━━━ Excerpt to read ━━━

In [1]:
import src.utils as utils

## 1. Load Preprocessed Dataset

In [2]:
x_train = utils.deserialize_data("data/processed/x_train_prep.pkl")
y_train = utils.deserialize_data("data/processed/y_train_prep.pkl")

In [3]:
train_set = utils.combine_dataframe([x_train, y_train], axis=1)

In [4]:
params = utils.load_params("config/params.yaml")

## 2. Outliers Removal

In [5]:
def quartile_based_outliers_removal(target_dataframe, columns_name):
    target_dataframe = target_dataframe.copy(deep=True)

    for column_name in columns_name:
        q1 = target_dataframe[column_name].quantile(0.25)
        q3 = target_dataframe[column_name].quantile(0.75)
        iqr = q3 - q1

        lower_limit = q1 - 1.5 * iqr
        upper_limit = q3 + 1.5 * iqr

        target_dataframe = target_dataframe[(target_dataframe[column_name] > lower_limit) & (target_dataframe[column_name] < upper_limit)]
    
    return target_dataframe     


In [6]:
train_set_rmout = quartile_based_outliers_removal(train_set, params["predictors_feature_engineered"])

━━━

* [Exercise]
Pick up the outlier-removal notebook above after its final cell and write what comes next.

━━━ Stored rows ━━━

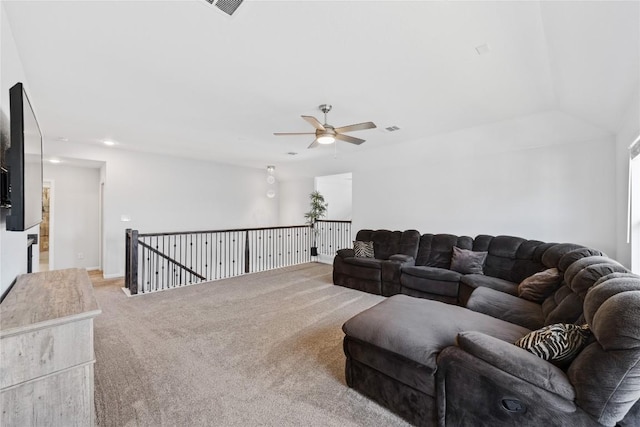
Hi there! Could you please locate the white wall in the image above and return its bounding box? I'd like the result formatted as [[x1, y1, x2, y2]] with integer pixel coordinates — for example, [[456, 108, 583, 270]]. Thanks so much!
[[42, 141, 279, 277], [43, 163, 100, 270], [0, 2, 39, 295], [277, 178, 314, 225], [613, 98, 640, 267], [315, 173, 353, 220], [353, 113, 617, 257]]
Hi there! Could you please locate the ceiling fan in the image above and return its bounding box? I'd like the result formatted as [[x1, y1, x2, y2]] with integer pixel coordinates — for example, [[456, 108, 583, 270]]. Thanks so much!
[[274, 104, 376, 148]]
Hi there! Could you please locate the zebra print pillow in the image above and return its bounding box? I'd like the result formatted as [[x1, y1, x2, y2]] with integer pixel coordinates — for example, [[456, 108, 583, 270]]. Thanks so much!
[[515, 323, 591, 365], [353, 240, 375, 258]]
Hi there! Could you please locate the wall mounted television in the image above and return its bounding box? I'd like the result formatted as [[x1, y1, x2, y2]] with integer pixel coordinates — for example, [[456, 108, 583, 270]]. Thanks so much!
[[5, 83, 42, 231]]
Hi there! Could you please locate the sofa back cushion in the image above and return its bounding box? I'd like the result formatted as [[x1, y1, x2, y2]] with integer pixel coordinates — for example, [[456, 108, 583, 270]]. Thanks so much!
[[567, 273, 640, 425], [473, 234, 548, 283], [416, 234, 473, 269], [356, 230, 420, 259], [542, 256, 628, 325]]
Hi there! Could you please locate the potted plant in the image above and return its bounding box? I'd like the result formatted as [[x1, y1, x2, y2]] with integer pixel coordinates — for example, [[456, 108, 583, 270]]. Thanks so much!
[[304, 191, 329, 256]]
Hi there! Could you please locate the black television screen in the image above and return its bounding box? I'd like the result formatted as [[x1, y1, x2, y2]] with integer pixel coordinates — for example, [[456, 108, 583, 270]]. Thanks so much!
[[5, 83, 42, 231]]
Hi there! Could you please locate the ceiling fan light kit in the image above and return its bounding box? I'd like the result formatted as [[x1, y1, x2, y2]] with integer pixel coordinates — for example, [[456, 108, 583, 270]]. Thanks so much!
[[274, 104, 376, 148]]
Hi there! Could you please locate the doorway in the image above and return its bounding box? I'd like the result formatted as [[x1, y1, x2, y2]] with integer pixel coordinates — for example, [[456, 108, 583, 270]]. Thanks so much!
[[38, 181, 53, 271]]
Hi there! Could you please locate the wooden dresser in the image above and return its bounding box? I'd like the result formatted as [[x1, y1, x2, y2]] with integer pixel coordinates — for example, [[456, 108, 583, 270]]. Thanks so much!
[[0, 269, 100, 427]]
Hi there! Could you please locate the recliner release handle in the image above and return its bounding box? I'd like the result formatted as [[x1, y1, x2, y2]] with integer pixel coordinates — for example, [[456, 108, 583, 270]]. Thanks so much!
[[501, 398, 527, 413]]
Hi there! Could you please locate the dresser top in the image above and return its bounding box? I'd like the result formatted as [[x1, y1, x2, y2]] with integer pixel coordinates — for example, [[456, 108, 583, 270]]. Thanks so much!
[[0, 268, 101, 336]]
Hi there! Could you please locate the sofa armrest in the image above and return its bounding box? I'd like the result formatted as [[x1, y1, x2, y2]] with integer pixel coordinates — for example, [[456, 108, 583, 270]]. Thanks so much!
[[337, 248, 356, 258], [457, 332, 575, 400], [466, 287, 544, 330], [435, 343, 599, 426]]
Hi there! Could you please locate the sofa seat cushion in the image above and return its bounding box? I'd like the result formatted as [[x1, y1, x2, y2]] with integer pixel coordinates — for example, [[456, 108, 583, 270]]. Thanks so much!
[[344, 257, 382, 270], [339, 257, 382, 287], [400, 266, 462, 301], [467, 287, 544, 330], [342, 295, 530, 372], [460, 274, 518, 295]]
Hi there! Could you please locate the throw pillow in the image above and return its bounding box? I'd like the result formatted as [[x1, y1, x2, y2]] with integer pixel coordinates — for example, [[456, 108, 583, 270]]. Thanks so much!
[[515, 323, 591, 365], [353, 240, 374, 258], [451, 246, 487, 274], [518, 268, 562, 304]]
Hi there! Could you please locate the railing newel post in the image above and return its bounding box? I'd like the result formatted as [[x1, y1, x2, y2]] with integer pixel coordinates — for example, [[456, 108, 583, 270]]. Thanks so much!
[[129, 230, 138, 295], [244, 230, 251, 273]]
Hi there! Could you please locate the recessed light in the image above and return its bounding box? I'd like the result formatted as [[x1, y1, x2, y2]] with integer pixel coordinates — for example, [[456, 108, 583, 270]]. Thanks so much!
[[476, 43, 491, 55]]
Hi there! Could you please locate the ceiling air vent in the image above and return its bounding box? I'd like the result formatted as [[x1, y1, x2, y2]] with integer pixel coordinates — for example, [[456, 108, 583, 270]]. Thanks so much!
[[207, 0, 243, 16]]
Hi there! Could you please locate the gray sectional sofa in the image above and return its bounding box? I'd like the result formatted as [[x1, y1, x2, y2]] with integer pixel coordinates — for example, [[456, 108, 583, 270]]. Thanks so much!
[[334, 230, 640, 426]]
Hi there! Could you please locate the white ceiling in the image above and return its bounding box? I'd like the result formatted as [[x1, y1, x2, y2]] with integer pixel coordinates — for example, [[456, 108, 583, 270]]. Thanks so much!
[[3, 0, 640, 175]]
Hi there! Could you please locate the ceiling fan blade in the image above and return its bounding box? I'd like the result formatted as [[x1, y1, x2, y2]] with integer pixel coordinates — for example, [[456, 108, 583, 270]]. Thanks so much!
[[300, 116, 325, 130], [336, 122, 376, 133], [336, 133, 365, 145]]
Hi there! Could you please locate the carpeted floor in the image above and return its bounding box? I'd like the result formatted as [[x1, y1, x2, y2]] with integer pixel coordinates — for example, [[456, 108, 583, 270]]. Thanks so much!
[[94, 263, 407, 427]]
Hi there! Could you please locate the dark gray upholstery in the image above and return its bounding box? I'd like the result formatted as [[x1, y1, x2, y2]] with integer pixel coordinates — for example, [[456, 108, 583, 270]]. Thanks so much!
[[400, 234, 473, 304], [333, 230, 420, 296], [343, 239, 640, 426], [462, 256, 627, 329], [567, 275, 640, 425], [467, 287, 544, 330]]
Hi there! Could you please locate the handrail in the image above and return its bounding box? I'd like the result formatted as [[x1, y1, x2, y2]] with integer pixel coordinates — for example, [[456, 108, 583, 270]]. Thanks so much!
[[138, 226, 310, 237], [138, 241, 207, 280], [125, 220, 352, 295]]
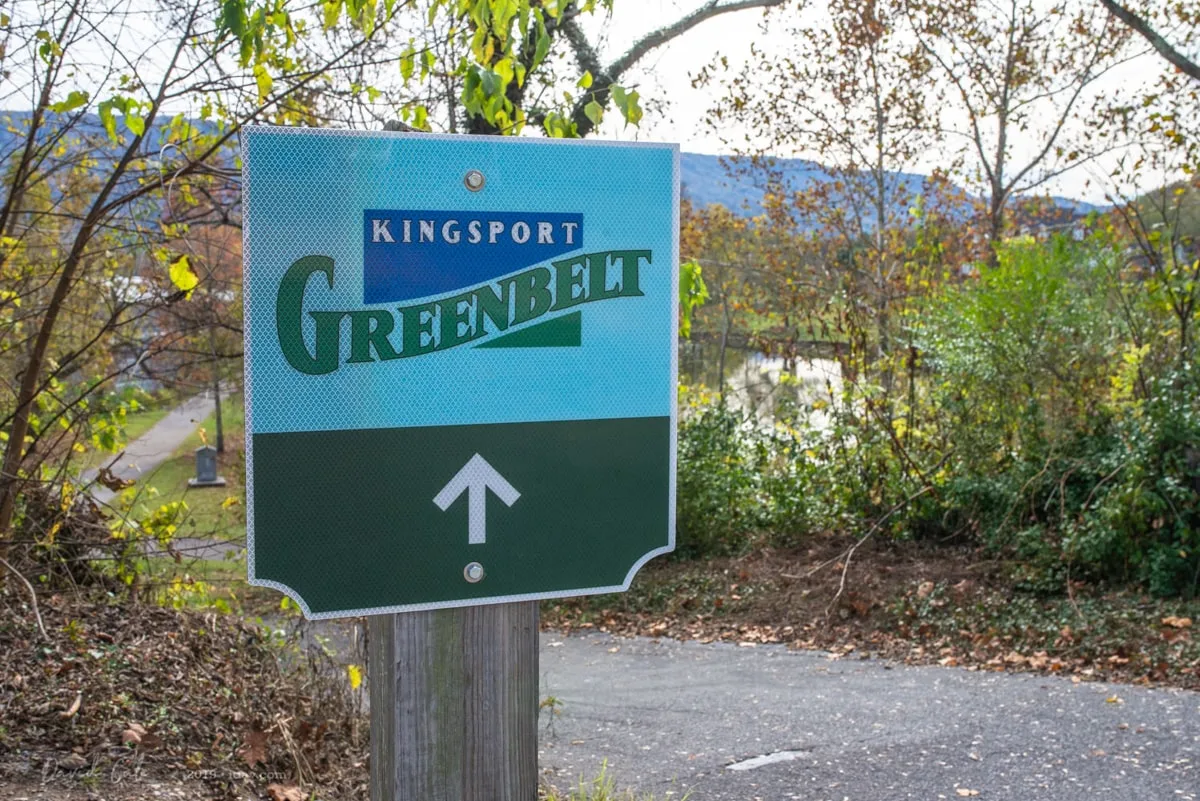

━━━

* [Exercise answer]
In [7]:
# here we have:
# 1. train_set variable, untouched one
# 2. train_set_rmout, with outlier removed

## 3. Feature Scaling

#### 3.1. Min-Max Normalization

In [8]:
minmax_scaler = utils.create_minmax_scaler_object()
train_set_minmax, minmax_scaler = utils.fit_transform_scaler(minmax_scaler, train_set, params["predictors_feature_engineered"], params["minmax_path"])

Serialized models/minmax.pkl


In [9]:
rmout_minmax_scaler = utils.create_minmax_scaler_object()
train_set_rmout_minmax, rmout_minmax_scaler = utils.fit_transform_scaler(rmout_minmax_scaler, train_set_rmout, params["predictors_feature_engineered"], params["rmout_minmax_path"])

Serialized models/rmout_minmax.pkl


In [10]:
# until this part, we have 4 train data:
# 1. train_set
# 2. train_set_rmout
# 3. train_set_minmax
# 4. train_set_rmout_minmax

# also we have 2 more object:
# 1. minmax_scaler
# 2. rmout_minmax_scaler

#### 3.2. Standardization

In [11]:
std_scaler = utils.create_standard_scaler_object()
train_set_std, std_scaler = utils.fit_transform_scaler(std_scaler, train_set, params["predictors_feature_engineered"], params["std_path"])

Serialized models/std.pkl


In [12]:
rmout_std_scaler = utils.create_standard_scaler_object()
train_set_rmout_std, rmout_std_scaler = utils.fit_transform_scaler(rmout_std_scaler, train_set_rmout, params["predictors_feature_engineered"], params["rmout_std_path"])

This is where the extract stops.